▶ [GIVEN TEXT]:
_ _ _ _ _ _ _

They are certainly not the red minstrel shows of the old days, but its disturbing how many of the same complaints seem to exist within such a similar context...

mark said...

here's that link again, in case the url isn't showing up correctly (my browser isn't showing the whole thing)

Rob said...

Thanks for the update, Mark. Ross's behavior confirms my suspicions about him. Did you have any inkling that he'd be this bad? ;-)

I'm not sure what he meant by "drugstore Indian" either, so I Googled the term. As I thought, it refers to the wooden Indians--often with exaggerated features--that used to be found in drugstores. In other words, a caricature of an Indian.

In this context, I guess he thought you were acting ostentatiously "Indian." I.e., that you were showing off or parading your Indianness. Perhaps he thought your protest was more of a stunt than a heartfelt effort.

_ _ _ _ _ _ _

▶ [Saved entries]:
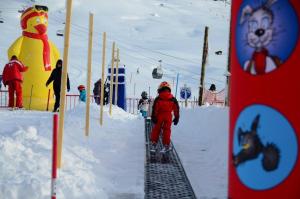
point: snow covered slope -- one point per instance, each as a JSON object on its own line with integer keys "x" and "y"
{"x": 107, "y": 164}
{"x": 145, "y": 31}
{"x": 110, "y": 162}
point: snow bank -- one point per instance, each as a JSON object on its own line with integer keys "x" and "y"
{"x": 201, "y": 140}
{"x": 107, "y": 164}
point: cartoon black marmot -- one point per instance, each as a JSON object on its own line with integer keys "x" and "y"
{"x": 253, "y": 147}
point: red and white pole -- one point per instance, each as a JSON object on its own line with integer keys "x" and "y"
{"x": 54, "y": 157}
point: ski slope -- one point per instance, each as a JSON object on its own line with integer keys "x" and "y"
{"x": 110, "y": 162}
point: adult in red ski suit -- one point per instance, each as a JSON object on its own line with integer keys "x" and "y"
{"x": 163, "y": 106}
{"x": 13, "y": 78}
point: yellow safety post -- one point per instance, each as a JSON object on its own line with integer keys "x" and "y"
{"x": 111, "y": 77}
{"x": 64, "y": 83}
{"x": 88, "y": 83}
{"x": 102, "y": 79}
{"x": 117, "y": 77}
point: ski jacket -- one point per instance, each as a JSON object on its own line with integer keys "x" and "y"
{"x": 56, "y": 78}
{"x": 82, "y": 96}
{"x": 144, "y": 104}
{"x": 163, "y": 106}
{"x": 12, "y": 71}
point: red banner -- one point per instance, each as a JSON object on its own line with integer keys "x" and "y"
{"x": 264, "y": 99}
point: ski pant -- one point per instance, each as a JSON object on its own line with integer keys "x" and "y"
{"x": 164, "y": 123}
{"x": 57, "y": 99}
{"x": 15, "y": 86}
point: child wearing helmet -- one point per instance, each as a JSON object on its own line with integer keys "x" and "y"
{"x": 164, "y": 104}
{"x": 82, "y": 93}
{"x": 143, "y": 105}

_ _ _ _ _ _ _

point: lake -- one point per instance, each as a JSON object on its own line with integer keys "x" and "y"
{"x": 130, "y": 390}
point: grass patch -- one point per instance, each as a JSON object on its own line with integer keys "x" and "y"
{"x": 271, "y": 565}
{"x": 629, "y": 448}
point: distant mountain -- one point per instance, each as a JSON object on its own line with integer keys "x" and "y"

_ _ _ _ _ _ _

List each distinct personal name that appears in the comment thread above, naming each person once.

Mark, Rob, Ross